(Referring expression pointing data)
++++++++++

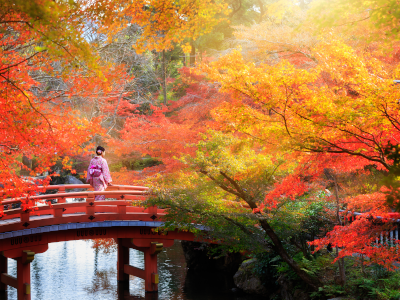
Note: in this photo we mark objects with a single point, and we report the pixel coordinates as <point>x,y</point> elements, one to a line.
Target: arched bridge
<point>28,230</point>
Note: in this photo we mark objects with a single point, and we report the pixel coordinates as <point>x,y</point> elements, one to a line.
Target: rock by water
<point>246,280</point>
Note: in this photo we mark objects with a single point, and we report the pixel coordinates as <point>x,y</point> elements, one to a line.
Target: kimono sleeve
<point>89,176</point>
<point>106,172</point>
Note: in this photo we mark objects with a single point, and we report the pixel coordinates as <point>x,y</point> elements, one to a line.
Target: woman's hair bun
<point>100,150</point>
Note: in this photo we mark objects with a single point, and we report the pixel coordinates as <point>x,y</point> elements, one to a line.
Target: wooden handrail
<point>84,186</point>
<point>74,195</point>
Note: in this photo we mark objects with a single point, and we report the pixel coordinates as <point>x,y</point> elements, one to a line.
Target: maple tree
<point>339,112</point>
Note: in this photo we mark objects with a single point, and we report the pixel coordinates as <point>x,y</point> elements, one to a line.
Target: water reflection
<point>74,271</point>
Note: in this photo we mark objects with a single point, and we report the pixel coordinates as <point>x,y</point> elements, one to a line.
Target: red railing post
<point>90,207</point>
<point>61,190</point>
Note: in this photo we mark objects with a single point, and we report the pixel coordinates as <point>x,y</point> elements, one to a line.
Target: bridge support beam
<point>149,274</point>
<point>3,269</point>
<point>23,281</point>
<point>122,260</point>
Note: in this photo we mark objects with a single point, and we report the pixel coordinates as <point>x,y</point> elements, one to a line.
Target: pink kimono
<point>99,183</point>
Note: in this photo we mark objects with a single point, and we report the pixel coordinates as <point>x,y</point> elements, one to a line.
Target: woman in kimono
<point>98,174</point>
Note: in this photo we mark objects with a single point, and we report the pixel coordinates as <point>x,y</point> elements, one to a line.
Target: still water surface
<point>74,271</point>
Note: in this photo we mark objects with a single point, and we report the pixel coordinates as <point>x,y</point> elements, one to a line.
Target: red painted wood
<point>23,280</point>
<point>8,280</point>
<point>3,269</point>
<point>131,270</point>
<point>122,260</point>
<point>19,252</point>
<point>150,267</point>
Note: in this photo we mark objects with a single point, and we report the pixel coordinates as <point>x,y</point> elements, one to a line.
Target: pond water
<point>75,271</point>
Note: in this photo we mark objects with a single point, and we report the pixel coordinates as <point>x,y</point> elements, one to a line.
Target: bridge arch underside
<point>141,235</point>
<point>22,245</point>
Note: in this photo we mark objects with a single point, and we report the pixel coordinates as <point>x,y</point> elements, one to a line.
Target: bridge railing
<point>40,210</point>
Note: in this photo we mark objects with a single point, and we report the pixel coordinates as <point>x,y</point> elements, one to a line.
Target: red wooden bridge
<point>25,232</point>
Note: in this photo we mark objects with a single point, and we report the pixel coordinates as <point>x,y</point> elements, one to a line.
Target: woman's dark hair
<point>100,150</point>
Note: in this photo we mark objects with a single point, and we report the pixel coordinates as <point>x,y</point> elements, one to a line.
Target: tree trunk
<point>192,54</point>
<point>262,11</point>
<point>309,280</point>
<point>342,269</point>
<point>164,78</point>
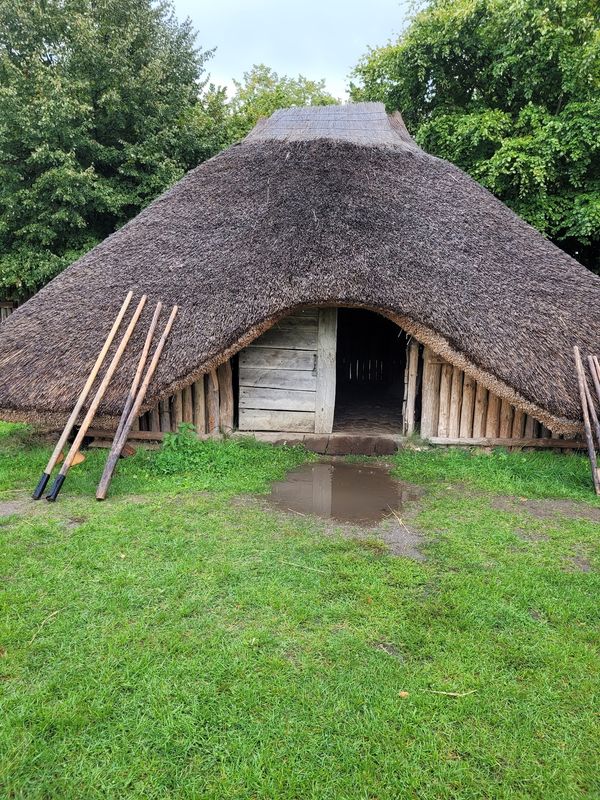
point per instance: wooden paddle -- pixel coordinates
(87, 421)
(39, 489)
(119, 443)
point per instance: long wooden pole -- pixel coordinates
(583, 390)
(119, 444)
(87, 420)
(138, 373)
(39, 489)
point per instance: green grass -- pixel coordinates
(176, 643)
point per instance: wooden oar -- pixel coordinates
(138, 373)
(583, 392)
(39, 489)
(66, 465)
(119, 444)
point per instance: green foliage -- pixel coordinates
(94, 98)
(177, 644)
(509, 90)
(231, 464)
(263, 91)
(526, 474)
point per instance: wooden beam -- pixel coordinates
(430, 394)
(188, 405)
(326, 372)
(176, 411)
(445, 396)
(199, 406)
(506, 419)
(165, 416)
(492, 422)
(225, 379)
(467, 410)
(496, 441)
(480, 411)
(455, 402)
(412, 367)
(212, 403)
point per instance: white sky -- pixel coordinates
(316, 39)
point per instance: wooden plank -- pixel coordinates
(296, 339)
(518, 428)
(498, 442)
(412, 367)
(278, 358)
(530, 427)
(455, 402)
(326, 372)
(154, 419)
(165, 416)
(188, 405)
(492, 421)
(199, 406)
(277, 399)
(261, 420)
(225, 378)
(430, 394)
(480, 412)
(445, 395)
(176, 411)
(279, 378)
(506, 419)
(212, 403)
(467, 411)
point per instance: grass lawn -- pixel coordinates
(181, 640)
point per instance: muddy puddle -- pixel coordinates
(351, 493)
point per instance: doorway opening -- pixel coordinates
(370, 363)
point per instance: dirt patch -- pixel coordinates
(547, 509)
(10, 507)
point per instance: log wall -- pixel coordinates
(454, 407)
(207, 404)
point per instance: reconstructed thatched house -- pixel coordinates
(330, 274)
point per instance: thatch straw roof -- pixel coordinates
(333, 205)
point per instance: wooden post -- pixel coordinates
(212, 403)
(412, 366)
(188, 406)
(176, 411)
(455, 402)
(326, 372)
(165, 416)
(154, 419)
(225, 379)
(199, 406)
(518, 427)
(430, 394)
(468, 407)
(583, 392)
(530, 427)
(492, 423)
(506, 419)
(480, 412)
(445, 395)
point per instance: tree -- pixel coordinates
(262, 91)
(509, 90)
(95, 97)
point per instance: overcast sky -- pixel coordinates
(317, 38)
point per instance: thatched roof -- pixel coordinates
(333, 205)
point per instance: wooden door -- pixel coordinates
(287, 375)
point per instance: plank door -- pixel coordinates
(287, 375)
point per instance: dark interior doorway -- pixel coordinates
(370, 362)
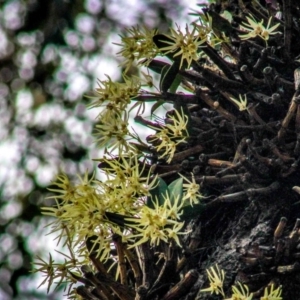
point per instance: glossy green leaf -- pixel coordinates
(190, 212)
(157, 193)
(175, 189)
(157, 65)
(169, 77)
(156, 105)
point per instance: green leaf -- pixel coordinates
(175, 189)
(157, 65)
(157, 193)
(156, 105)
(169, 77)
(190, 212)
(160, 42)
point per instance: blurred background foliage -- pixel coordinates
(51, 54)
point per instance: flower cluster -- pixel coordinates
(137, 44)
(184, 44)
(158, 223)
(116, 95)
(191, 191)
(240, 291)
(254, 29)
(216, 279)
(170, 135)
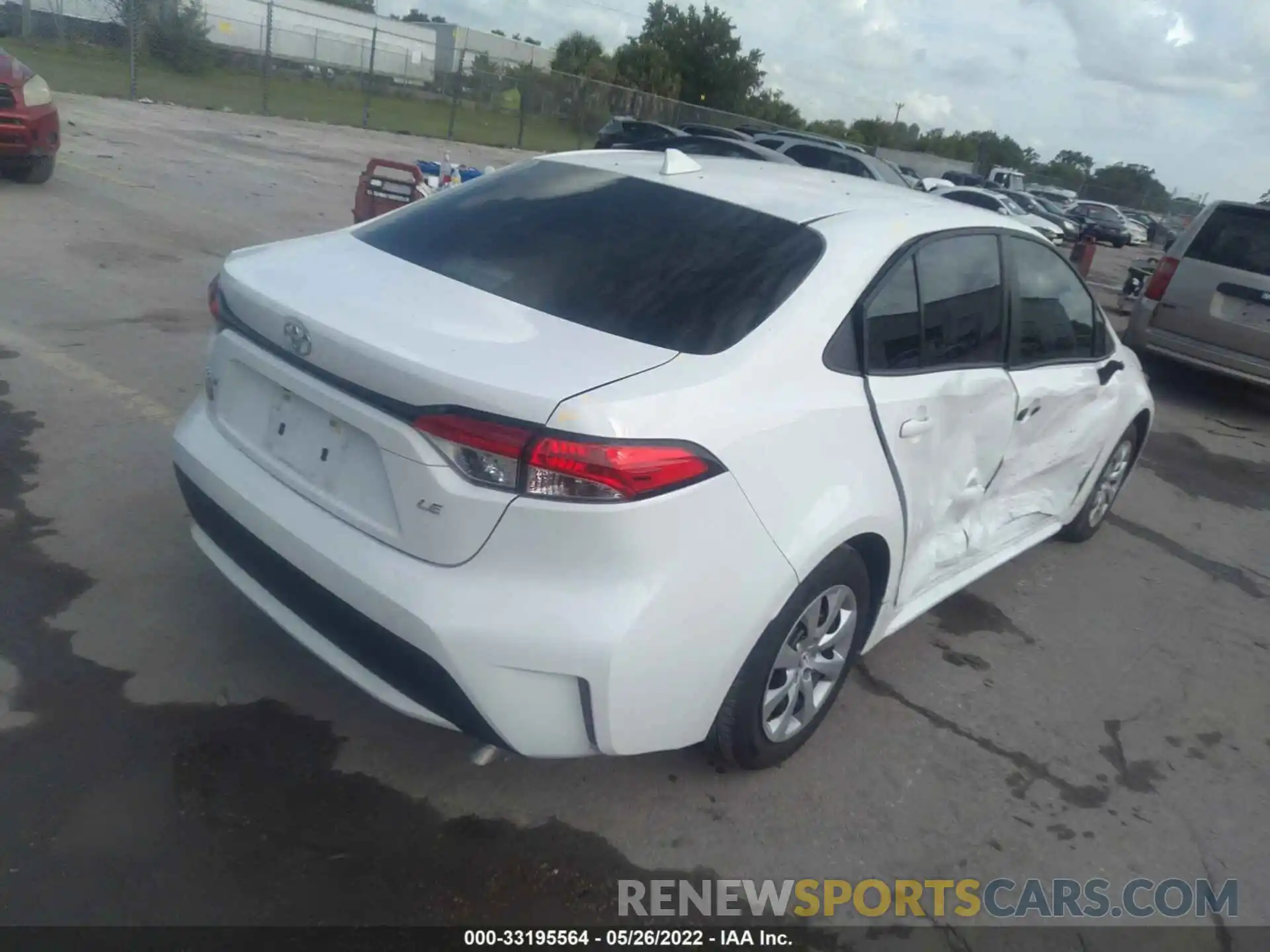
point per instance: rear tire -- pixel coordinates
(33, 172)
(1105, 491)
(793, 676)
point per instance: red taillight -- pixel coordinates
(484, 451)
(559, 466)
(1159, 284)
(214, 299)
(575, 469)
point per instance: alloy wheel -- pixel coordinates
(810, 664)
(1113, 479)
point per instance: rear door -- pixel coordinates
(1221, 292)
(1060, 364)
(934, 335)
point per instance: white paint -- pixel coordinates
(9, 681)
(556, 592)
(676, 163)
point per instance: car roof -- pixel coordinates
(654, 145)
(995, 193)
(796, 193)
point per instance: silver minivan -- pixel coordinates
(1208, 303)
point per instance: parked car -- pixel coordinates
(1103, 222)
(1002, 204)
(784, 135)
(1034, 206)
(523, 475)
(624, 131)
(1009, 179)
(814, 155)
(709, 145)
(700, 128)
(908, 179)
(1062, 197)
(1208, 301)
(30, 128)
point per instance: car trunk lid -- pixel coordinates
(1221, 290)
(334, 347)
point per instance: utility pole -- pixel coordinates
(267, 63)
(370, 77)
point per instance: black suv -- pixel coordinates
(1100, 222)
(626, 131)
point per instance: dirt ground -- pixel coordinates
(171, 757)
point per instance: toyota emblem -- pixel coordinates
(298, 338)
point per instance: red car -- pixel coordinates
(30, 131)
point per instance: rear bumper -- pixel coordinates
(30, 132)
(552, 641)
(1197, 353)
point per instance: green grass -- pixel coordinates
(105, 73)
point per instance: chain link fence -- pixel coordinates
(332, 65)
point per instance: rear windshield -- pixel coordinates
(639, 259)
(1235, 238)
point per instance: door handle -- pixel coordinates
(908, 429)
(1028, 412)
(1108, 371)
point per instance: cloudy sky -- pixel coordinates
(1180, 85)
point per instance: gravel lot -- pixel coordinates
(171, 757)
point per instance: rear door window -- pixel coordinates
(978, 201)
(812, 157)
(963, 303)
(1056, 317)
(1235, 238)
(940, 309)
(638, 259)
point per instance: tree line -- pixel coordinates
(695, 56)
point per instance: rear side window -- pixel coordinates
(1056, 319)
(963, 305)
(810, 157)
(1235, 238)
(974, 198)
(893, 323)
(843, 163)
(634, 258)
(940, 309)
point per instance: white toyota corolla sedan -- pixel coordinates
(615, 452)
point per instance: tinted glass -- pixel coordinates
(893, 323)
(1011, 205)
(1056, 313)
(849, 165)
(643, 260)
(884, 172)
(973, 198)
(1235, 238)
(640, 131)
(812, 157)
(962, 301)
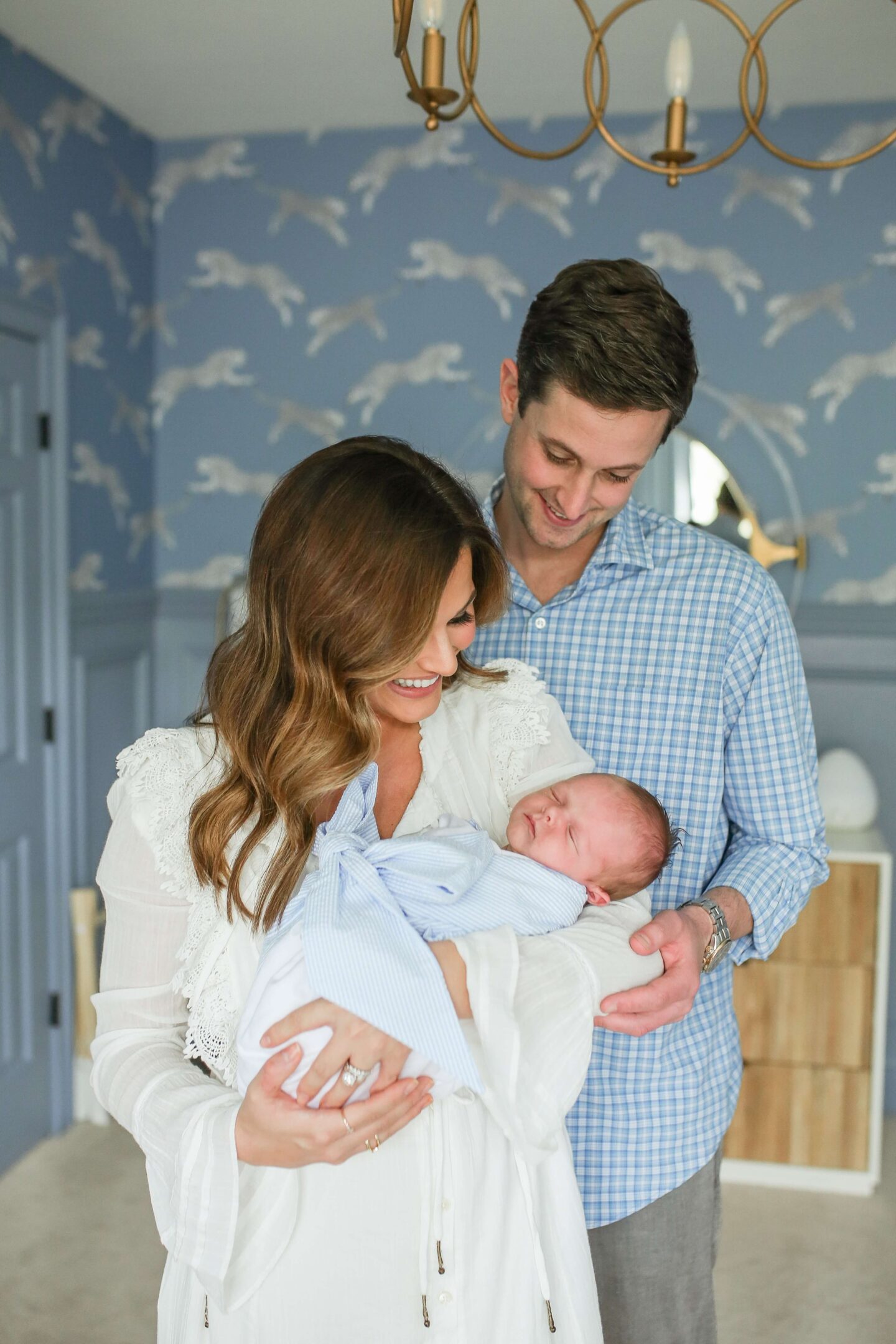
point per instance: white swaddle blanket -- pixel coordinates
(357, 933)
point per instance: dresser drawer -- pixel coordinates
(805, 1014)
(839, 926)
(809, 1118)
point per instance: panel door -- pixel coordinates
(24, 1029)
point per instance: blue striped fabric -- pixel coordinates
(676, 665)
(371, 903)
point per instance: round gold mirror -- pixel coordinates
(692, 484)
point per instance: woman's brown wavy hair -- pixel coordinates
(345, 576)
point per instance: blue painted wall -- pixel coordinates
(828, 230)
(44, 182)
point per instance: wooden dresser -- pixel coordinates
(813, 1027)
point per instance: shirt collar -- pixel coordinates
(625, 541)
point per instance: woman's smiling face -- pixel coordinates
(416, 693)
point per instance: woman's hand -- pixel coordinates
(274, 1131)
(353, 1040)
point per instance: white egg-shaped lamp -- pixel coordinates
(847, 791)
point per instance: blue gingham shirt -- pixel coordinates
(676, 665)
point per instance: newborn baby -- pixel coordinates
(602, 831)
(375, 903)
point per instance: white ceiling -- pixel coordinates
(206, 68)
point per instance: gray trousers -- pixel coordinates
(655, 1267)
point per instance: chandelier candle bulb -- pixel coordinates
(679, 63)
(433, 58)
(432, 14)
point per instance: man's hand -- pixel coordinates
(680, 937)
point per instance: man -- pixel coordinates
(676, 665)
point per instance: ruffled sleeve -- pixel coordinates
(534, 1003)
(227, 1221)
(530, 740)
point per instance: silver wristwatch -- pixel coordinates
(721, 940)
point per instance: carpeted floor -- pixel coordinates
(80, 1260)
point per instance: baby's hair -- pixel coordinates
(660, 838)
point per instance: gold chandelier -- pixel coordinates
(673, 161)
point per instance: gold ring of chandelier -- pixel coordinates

++++++++++

Activity: Reproduce exactly the lines from the one containing "point per instance: man -- pixel coordinates" through the last line of the records, both included, and nothing else.

Response below:
point per instance: man -- pixel coordinates
(676, 665)
point per instance: ruffled sleeve -- pixel coordinates
(534, 1003)
(227, 1221)
(530, 740)
point per instance: silver wristwatch -- pixel coordinates
(721, 940)
point per instance: carpeted floor -- pixel coordinates
(80, 1260)
point per instance: baby's hair -- pixel coordinates
(660, 838)
point per instance: gold chandelier -- pixel coordinates
(673, 161)
point per instance: gold ring of chandelier -- pixel coordinates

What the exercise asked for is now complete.